Humans regularly engage in visual search to navigate our cluttered world. We engage in "nonverbal search" for objects throughout the day, for example by picking out clothes in the morning, finding a parking space at work, or gathering ingredients to prepare dinner. Whereas many aspects of nonverbal search are shared with other animal species (Bichot et al., 2005; Goto et al., 2014), humans are unique in having written language, and we are frequently required to engage in "verbal search" through complicated arrays of words. A typical day may involve finding stories to read on a newspaper or website, emails within our inbox, songs within a playlist, or items on a restaurant menu. This type of verbal search differs from stereotyped environment of traditional text reading, in which your eyes scan from left to right along each line of text, from the top to the bottom of a page, as sentences and paragraphs are scanned in sequential order (Rayner, 1998; Rayner, 2009). Instead, words in our modern environment are often arranged in complicated, variable, and widely spaced spatial configurations, as occurs on websites, magazines, maps, menus, calendars, schedules, and advertisements. Far less is known about how we locate word targets in these novel spatial arrangements.

Few studies have examined verbal and nonverbal search under fully-comparable experimental conditions. Paivio and Begg (1974) provide an early example of one such study. Participants were shown a cue followed by an array of 25 items (including a target and 24 distractors). Stimuli appeared as either written words or pictures, and the modality of both cue and array were manipulated in a factorial design. Behavioral results differed between the two within-platform task conditions, in which picture cues were followed by picture arrays versus when word cues were followed by word arrays. Participants were faster and more accurate on the nonverbal (picture) version of the task, compared to the verbal (word) version. This finding is consistent with a more general phenomena known as the "picture superiority effect," which describes how pictures are processed more rapidly than words, and subsequent memory for pictures is stronger as well (Nelson et al., 1976; Stenberg et al., 1995).

Paivio and Begg (1974) hypothesized that more efficient nonverbal search could reflect participants’ engagement in a "parallel sweep" for pictures, versus a serial (item-by-item) search for words. They reasoned that visual features present in line drawing pictures would be discriminable in peripheral vision, allowing multiple objects to be screened simultaneously via covert mechanisms. In contrast, they noted that all words share similar sets of constituent letters, and may thus need to be foveated in order to be differentiated.

The primary goal of the current study is to leverage eye tracking to more directly evaluate Paivio and Begg’s hypothesis. They inferred that parallel and serial search strategies (for objects and words, respectively) were being employed based on reaction time of pointing responses, but such strategies should also result in distinct patterns of eye movements. The use of serial search should be most obvious, as evidenced by a series of low-amplitude saccades to adjacent items in an array, until the target item is finally foveated. This yields the further prediction that serial search will result in roughly half of the items in the array being fixated before finding the randomly placed target.

In general it is only possible to foveate one item at a time, so any sort of parallel processing of multiple items must depend on the use of parafoveal (peripheral) vision. This should allow participants to "skip over" (i.e. pass by rather than fixate on) items that have been peripherally screened as not being the target. In eye tracking terms, this skipping behavior should be indexed by high amplitude saccades, and by fewer than half of array items being fixated on average (Seckin et al., 2016b).

# # # # # # #

→ **What to work on**:
A – Extract the section of the visual search passage from "The primary goal" up to and including "randomly placed target.".
B – List the kinds of material that the visual search passage names as places where words are arranged in complicated, variable, and widely spaced spatial configurations.
C – Please carry on the visual search passage from the point where it stops.

(Excerpts of location-labeling data)
# # # # # # #

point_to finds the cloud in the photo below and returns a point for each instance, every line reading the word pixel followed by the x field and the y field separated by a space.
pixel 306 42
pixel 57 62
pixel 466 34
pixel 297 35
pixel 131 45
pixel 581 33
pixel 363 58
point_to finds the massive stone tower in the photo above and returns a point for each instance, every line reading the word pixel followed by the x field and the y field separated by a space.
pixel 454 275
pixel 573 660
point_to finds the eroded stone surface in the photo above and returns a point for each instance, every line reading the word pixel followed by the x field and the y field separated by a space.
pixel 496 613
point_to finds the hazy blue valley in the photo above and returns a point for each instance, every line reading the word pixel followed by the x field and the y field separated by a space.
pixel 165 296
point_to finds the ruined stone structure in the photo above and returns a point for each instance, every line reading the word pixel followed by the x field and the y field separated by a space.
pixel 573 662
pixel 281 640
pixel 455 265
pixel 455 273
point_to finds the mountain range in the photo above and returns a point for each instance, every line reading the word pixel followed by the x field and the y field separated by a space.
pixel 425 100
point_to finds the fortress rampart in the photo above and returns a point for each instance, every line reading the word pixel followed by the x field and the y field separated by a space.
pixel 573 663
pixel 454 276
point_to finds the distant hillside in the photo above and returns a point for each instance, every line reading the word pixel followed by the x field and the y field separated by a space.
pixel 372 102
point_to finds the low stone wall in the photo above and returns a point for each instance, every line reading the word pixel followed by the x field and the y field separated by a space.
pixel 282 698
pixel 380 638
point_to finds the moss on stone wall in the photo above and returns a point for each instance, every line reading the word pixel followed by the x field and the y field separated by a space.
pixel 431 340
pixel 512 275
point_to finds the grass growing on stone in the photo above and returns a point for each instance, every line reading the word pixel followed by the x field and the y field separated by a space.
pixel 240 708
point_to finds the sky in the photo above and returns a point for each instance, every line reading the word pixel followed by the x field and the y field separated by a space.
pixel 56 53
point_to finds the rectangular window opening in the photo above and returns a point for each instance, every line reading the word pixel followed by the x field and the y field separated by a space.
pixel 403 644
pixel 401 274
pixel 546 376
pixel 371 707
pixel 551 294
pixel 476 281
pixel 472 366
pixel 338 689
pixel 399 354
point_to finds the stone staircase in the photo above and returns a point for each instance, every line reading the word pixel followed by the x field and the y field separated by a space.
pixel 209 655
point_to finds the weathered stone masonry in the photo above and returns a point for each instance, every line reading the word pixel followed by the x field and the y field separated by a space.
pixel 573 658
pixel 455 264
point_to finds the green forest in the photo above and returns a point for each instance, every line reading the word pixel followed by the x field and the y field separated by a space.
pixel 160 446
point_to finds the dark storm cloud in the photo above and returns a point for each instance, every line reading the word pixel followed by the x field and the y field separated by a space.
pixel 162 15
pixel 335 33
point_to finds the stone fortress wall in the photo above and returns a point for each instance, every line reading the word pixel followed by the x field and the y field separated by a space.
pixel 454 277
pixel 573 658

# # # # # # #

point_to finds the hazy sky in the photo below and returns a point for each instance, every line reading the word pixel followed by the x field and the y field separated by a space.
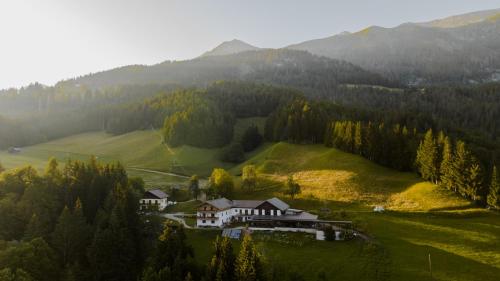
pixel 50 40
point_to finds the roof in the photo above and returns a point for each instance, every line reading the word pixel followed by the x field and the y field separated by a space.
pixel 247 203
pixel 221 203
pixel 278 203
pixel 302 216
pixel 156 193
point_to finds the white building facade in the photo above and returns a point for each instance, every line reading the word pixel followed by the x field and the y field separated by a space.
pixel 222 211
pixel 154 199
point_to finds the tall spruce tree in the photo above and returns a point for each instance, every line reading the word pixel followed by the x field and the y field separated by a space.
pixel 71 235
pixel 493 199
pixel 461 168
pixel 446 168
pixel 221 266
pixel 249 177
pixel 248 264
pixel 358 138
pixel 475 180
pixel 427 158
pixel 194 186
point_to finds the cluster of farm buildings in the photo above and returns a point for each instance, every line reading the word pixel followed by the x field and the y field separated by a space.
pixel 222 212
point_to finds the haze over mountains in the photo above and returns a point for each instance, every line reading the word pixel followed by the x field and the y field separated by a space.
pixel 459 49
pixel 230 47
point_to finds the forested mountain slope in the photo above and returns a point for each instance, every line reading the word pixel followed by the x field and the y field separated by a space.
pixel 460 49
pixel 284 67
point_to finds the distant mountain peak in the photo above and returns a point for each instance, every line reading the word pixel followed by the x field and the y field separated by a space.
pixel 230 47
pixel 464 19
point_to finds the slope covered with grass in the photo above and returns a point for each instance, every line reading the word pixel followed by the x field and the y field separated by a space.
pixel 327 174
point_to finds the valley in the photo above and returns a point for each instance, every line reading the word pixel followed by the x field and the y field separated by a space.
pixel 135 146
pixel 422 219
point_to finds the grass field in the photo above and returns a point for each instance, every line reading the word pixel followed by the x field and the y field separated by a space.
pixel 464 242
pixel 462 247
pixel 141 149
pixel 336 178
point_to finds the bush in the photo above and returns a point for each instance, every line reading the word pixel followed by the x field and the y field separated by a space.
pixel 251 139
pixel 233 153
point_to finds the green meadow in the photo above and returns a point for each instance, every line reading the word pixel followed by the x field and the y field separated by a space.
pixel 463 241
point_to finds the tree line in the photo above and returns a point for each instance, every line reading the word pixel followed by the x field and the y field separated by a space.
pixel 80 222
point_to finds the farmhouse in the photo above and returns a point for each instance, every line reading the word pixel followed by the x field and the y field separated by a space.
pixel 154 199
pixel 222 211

# # # # # # #

→ **Responses for each task**:
A –
The primary goal of the current study is to leverage eye tracking to more directly evaluate Paivio and Begg’s hypothesis. They inferred that parallel and serial search strategies (for objects and words, respectively) were being employed based on reaction time of pointing responses, but such strategies should also result in distinct patterns of eye movements. The use of serial search should be most obvious, as evidenced by a series of low-amplitude saccades to adjacent items in an array, until the target item is finally foveated. This yields the further prediction that serial search will result in roughly half of the items in the array being fixated before finding the randomly placed target.

B – websites, magazines, maps, menus, calendars, schedules, advertisements

C –
In the current study we showed participants arrays of words, and on other trials arrays of object pictures, under reasonably comparable experimental conditions, while eye movements were monitored. Participants were provided with a cue (e.g. rabbit), and then tasked with locating a thematically associated target (e.g. carrot) within each array. We expected to replicate the well-established picture superiority effect, such that manual touchscreen responses would be more rapid on nonverbal trials, compared to verbal trials. In keeping with Paivio and Begg’s original hypothesis, we predicted that verbal trials would be more closely associated with serial viewing behavior (lower amplitude saccades and more items viewed), while nonverbal trials would be associated with parallel search behavior (higher amplitude saccades and fewer items viewed).

Additional Factors Governing Verbal and Nonverbal Search

In circumstances where participants engage in parallel search, this brings up a related question: by which basis would you skip over some objects but be drawn to foveate others? Would this be based on surface-level features, or deeper conceptual similarity to the target? Results from the commonly employed "visual world paradigm" (VWP) (Cooper, 1974), in which participants are presented with four object pictures and a spoken word cue that matches one of them, suggest both types of attributes can engender distraction. Object distractors of a similar shape to the target are viewed disproportionately longer in the VWP (Dahan and Tanenhaus, 2005; Huettig and Altmann, 2007; Yee et al., 2011), as are objects from the same taxonomic category (Sorensen and Bailey, 2007; Kalenine et al., 2012; Mirman and Graziano, 2012a; Mirman and Graziano, 2012b).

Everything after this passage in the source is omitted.